● What you have to do
Here are some entries; quote each one exactly.

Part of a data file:
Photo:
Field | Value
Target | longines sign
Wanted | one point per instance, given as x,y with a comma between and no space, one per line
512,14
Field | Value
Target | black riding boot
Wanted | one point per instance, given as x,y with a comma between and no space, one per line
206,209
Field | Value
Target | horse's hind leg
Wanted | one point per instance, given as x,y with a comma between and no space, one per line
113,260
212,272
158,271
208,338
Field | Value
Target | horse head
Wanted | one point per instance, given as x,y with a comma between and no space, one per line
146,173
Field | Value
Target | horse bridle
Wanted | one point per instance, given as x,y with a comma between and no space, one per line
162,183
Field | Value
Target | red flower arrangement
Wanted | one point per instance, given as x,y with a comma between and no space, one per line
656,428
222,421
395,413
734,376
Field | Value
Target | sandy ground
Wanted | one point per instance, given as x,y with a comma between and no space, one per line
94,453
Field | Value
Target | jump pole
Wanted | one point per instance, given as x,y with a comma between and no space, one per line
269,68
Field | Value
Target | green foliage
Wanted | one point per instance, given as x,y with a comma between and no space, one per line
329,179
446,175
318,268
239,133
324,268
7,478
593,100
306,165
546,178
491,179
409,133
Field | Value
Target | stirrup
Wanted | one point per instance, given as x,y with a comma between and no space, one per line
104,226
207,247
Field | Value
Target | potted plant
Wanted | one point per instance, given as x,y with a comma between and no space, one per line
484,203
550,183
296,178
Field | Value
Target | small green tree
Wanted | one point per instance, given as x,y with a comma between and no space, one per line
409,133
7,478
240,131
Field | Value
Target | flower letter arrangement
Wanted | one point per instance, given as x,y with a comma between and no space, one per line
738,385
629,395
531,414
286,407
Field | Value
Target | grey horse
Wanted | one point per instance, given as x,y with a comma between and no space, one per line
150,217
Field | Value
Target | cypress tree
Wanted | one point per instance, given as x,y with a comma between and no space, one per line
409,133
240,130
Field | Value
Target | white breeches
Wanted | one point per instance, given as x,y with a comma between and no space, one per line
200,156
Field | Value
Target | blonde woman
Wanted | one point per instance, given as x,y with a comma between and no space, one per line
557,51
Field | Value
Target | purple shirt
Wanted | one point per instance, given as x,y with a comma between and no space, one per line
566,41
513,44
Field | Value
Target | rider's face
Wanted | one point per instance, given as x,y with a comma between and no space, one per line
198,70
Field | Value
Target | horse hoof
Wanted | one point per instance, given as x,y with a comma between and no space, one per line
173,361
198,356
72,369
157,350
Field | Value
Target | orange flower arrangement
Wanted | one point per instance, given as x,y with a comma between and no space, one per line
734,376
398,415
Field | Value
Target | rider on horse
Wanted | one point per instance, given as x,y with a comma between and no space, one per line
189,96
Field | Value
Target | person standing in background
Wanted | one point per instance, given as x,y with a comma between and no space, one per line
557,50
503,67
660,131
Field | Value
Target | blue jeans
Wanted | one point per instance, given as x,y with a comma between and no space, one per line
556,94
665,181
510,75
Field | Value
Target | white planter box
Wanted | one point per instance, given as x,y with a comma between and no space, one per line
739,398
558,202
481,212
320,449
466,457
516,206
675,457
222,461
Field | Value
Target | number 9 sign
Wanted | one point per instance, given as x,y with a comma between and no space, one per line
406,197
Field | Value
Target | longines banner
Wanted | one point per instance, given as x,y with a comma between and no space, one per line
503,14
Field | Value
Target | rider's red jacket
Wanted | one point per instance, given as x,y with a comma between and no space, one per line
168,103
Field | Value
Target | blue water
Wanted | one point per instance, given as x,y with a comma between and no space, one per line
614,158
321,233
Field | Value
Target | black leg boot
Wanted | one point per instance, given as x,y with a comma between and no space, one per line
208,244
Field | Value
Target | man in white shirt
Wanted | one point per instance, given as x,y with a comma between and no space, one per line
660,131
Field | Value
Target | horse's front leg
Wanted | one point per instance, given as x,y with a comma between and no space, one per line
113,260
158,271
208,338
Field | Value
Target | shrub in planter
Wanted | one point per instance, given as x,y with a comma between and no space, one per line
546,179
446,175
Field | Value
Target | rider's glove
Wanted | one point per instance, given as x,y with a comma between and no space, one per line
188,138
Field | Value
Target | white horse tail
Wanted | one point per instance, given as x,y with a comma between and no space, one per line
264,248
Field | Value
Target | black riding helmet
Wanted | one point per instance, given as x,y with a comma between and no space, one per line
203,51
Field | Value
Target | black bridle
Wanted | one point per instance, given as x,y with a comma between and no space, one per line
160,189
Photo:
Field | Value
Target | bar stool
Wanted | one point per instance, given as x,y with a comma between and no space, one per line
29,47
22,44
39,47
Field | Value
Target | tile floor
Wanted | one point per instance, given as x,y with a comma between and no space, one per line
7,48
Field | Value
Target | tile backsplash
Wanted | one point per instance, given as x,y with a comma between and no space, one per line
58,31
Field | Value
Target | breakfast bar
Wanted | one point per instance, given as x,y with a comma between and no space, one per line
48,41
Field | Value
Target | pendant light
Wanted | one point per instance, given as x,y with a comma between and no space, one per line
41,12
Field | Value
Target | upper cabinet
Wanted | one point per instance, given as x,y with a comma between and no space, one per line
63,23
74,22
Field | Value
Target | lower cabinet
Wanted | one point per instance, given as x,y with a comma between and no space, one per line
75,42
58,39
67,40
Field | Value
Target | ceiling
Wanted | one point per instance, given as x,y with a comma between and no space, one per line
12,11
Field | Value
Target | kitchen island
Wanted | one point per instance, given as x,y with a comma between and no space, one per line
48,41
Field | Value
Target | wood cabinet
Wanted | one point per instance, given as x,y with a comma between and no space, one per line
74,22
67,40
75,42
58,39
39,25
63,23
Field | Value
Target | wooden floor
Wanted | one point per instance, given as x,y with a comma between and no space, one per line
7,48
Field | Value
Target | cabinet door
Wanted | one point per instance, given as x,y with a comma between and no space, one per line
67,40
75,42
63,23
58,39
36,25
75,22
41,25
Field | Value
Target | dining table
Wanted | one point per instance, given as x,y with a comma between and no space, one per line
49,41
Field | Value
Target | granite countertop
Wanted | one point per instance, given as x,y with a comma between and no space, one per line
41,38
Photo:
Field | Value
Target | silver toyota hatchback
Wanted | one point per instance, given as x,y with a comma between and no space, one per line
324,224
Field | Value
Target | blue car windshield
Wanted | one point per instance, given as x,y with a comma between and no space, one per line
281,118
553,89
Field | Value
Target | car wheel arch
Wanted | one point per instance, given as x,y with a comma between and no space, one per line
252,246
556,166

● Output for this task
Photo:
Field | Value
Target | longines sign
Wanted | one point per instance, given as x,y with a comma between and no space, one per line
512,14
Field | Value
Target | black riding boot
Wanted | one point per instance, given as x,y with a comma between and no space, one per line
206,209
Field | Value
Target | horse's hind leg
Wanted | one point per instance, given as x,y with a comma between and no space, one per line
113,260
212,272
158,271
208,338
Field | Value
Target | horse head
Wanted | one point per instance, given as x,y with a comma between and no space, one per line
146,173
Field | Value
Target | horse bridle
Wanted | one point per instance, given as x,y with a comma between and no space, one per line
162,183
Field | Value
Target | red flower arrangement
Wanted | one point per instance, given as x,y with a comma between and no space, one per line
656,428
222,421
395,413
734,376
Field | Value
Target | sandy ground
Wanted | one point per instance, given as x,y with a comma between and no space, one per line
94,453
Field | Value
Target | jump pole
Wanted | one point per instance, given as x,y with a comma between and no space, one per line
269,68
Field | Value
Target | green foliage
Wanted | one point per instance, given as x,y with a comma between and no space, one per line
329,179
446,175
318,268
239,133
324,268
7,478
593,100
306,165
546,178
491,179
409,133
Field | Value
Target | stirrup
Wanted | one point per instance, given as x,y with a comma between and no space, one per line
104,226
207,247
Field | Value
Target | potted plant
Wanted | one point per instance, given as x,y with a comma between and no space, one per line
484,203
550,183
296,178
Field | Value
Target | small green tree
Wanted | one point per instance, given as x,y with a comma between and no space, one per line
409,133
7,478
240,131
Field | Value
Target | flower letter arrangement
Wanted | one point per instance, given as x,y with a comma between and no space, one per line
738,385
629,395
531,414
286,407
Field | Value
Target | grey horse
Wanted | one point per instance, given as x,y with a comma between and no space, one per line
150,217
Field | Value
Target | cypress tree
Wanted | one point per instance, given as x,y with a comma between and no space, one per line
409,133
240,130
Field | Value
Target | white breeches
Wanted | one point per instance, given as x,y with a comma between and no space, one per line
200,156
Field | Value
Target | blonde woman
Wanted | one point per instance, given as x,y with a comma between and no space, one per line
557,51
Field | Value
Target | purple shirt
Wanted | one point per instance, given as x,y with a comma between and no space, one per line
566,41
513,44
Field | Value
Target | rider's face
Wanted | one point per instance, given as x,y with a comma between and no space, one per line
198,70
Field | Value
Target | horse hoof
Wanted | one point per instance, given as x,y with a comma between and no space, one per line
173,361
198,356
72,369
157,350
Field | Value
Target | orange flower arrangement
Wanted | one point per instance, given as x,y with a comma between and no space, one per line
734,376
398,415
Field | Value
Target | rider on horse
Wanted | one point per instance, given as x,y with a comma between and no space, one per line
189,96
Field | Value
Target | person standing in background
Wanted | one point per instance, given as x,y with a comma between and no space, one per line
557,50
503,67
660,131
Field | Value
Target | blue jeans
Wanted | one point per instance, given as x,y with a comma between and no space, one per line
556,94
665,181
510,75
Field | Value
Target | white planter box
Wanted | one point per instance, given as x,y with a comma between and no space, one per line
739,398
558,202
481,212
320,449
466,457
516,206
675,457
222,461
Field | Value
Target | number 9 sign
Wanted | one point per instance, given as x,y with a comma between and no space, one per line
406,197
Field | Value
Target | longines banner
Wanted | one point per instance, given as x,y with a comma between and no space, one per line
503,14
Field | Value
Target | rider's red jacket
Wanted | one point per instance, given as x,y with a comma between and no space, one per line
168,103
Field | Value
Target | blue water
Wanted | one point per instance, given as x,y with a comma between and no space, one per line
614,158
321,233
Field | Value
Target | black leg boot
Wanted | one point per instance, given as x,y with a comma between and no space, one per line
208,244
Field | Value
Target | man in white shirt
Wanted | one point per instance, given as x,y with a comma between and no space, one per line
660,131
Field | Value
Target | horse's front leg
Wanted | one point per instance, given as x,y with a comma between and no space, one per line
113,260
158,271
208,338
Field | Value
Target | shrub in planter
Wanted | one point per instance, given as x,y with a comma between and no space, one per line
546,179
446,175
Field | Value
Target | rider's glove
Wanted | one point per instance, given as x,y with a comma between and no space, one per line
188,138
Field | Value
Target | white horse tail
Wanted | one point per instance, given as x,y with a comma between and no space, one per line
264,248
Field | Value
Target | black riding helmet
Wanted | one point per instance, given as x,y with a comma between and no space, one per line
203,51
Field | Value
Target | black bridle
Wanted | one point per instance, given as x,y with a comma between and no space, one per line
160,189
Photo:
Field | Value
Target | bar stool
Wanted | one point per instance, given as x,y with a comma between and no space, one per line
29,47
22,44
39,47
Field | Value
Target | tile floor
Wanted | one point per instance, given as x,y with a comma between and no space, one per line
7,48
Field | Value
Target | tile backsplash
Wanted | one point per instance, given as x,y with a comma between and no space, one per line
58,31
Field | Value
Target | breakfast bar
Wanted | one point per instance, given as x,y with a comma between and no space, one per line
48,41
Field | Value
Target | pendant light
Wanted | one point per instance, given as x,y with a comma between and no space, one per line
41,12
Field | Value
Target | upper cabinet
Wanted | one point per instance, given as x,y with a comma between and no space, one per line
63,23
74,22
Field | Value
Target | lower cabinet
Wanted | one point per instance, given as x,y with a comma between and no space, one per line
75,42
58,39
67,40
Field | Value
Target | ceiling
Wanted | one point per instance, given as x,y with a comma between and no space, one per line
12,11
Field | Value
Target | kitchen island
Wanted | one point per instance, given as x,y with a comma between and no space, one per line
48,41
Field | Value
Target | wood cabinet
Wanted | one point per instance, given as x,y with a comma between and no space, one per line
74,22
67,40
75,42
58,39
39,25
63,23
Field | Value
Target | wooden floor
Wanted | one point per instance, given as x,y with a comma between and no space, one per line
7,48
Field | Value
Target | cabinet door
Wanted | one point per instance, given as x,y with a comma between and no space, one per line
67,40
75,42
63,23
58,39
36,25
75,22
41,25
Field | Value
Target | dining table
Wanted | one point per instance, given as x,y with a comma between and no space, one per line
49,41
Field | Value
Target | granite countertop
Wanted | one point per instance, given as x,y with a comma between and no space, one per line
41,38
Photo:
Field | Value
Target | silver toyota hatchback
Wanted | one point per instance, given as x,y with a comma between and no space, one per line
324,224
Field | Value
Target | blue car windshield
Wanted | one point per instance, given as x,y with a comma between and no space, one per line
281,118
553,89
Field | Value
Target | car wheel arch
Wanted | one point per instance, given as x,y with a comma between and no space, one per line
252,246
556,166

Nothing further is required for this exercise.